**Your task:** Continue the essay about being a grandparent, starting right after its last sentence.

**Passage:**
Start of Block

By Leah S. Dunaief
What’s it like to be a grandparent?
Most of us would say it’s totally wonderful. But it’s not automatic. It’s a club we can’t join on our own. Only through our children’s actions can we be admitted, and for some people, their children are reticent to provide admission. Getting married in one’s 20s and shortly thereafter starting to have children is not the automatic course of events it once was in the last and previous centuries. For others with no children of their own, the surrogate route is available, and that can be deeply satisfying.
I can share with you some of the personal satisfactions. I am grandmother to four, who are in their teens and early 20s. Watching them grow and flower has been as much a miracle to me as their births, and they have expanded my horizons even as they have found their own paths. From my oldest grandson, I have learned a bit about making films since he has become a filmmaker. As you may know, we have even teamed up and collaborated on his movie, “One Life to Give,” about Benjamin Tallmadge, Nathan Hale and the Culper Spy ring.
From my second grandson’s work, I am thrilled to hear how music is made and then distributed to the public. This is his chosen career and our family is enjoying every note. My granddaughter is in college and expresses an interest in psychology, a field in which I have, to my regret, never taken any courses and am eager to learn more about. She is also a marvel to me because she is the first daughter among a team of sons to come along in a couple of generations. And my youngest grandson, still in high school, and I share a passion for baseball. Our only difference: he plays, I watch. And cheer.
Perhaps a less generally articulated satisfaction of being a grandparent is watching our children become parents. They have moved into those roles with the same eagerness and trepidation that their father and I felt. They now know what it is like to put aside their lives for another. As they have done so, they have understood and, I believe, come to appreciate their father and me, which is a nice aside.

End of Block

**Given information:**
Start of Block

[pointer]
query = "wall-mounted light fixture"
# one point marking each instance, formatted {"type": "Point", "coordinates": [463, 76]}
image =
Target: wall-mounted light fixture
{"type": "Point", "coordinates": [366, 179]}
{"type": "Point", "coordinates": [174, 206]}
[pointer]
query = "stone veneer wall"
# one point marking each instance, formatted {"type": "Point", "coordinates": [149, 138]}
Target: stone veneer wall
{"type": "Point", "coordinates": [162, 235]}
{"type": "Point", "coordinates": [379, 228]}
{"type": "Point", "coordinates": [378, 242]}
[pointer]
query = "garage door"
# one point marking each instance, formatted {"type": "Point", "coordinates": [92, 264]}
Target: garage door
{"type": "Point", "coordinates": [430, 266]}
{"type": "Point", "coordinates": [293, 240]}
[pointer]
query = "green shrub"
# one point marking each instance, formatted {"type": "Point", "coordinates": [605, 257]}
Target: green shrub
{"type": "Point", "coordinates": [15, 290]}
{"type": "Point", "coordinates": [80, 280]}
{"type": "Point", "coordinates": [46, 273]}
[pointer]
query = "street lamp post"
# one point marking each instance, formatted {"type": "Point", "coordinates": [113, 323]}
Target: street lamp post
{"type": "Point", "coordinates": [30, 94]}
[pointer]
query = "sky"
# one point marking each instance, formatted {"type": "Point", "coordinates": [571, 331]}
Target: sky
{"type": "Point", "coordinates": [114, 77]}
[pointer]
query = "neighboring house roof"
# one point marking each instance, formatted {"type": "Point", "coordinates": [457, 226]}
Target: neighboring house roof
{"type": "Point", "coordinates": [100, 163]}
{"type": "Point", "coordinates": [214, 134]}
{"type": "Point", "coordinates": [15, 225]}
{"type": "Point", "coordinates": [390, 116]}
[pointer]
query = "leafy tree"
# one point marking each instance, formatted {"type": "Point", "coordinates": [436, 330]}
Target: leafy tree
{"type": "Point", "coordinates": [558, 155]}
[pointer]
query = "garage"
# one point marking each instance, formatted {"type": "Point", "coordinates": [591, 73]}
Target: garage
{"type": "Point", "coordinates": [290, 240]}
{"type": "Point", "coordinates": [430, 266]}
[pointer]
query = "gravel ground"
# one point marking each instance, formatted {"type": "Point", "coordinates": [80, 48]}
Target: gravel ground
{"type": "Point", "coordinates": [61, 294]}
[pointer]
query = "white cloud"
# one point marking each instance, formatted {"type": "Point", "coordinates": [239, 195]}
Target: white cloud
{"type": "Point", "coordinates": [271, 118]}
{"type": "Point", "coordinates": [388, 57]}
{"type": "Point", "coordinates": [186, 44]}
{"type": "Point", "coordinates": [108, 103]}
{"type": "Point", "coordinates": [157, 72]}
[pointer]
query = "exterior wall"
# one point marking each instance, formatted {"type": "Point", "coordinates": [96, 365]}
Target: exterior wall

End of Block

**Task answer:**
Grandparents get to love their grandchildren without any baggage. We can enjoy their development without as much ego and effort as the first time around. We can play with them when they are little, then give them back to their parents when they need some attention. The remarkable thing about that relationship is how much they seem to love us, right from their first breaths on earth.
Grandparents also are the repositories of the culture, origins and values of the family. They offer a link between past and present, and often it is they who bring together families and community with their Sunday dinners and holiday gatherings.
Where are the grandparents now and how are they doing?
Grandparents have been perhaps the most isolated by COVID-19. In the age group deemed most likely to die from the disease, they have been the most careful about staying at home. As a result, grandparents have become almost invisible over the past four months. The only respite for some has been FaceTime or Zoom. If they have the technology, at least they can connect with family and friends digitally.
To honor grandparents and make them more visible during the pandemic, we are producing a special publication in time for Grandparents Day, a national holiday started by Marian McQuade of West Virginia and made official by President Jimmy Carter in 1978. We are inviting residents to send in pictures of their grandparents, and we will print them in the issue of Sept. 10. September was considered appropriate for such a celebration by the Carter administration since grandparents are in the autumn of their lives. And we consider it appropriate to salute them now for their difficult sheltering-in-place.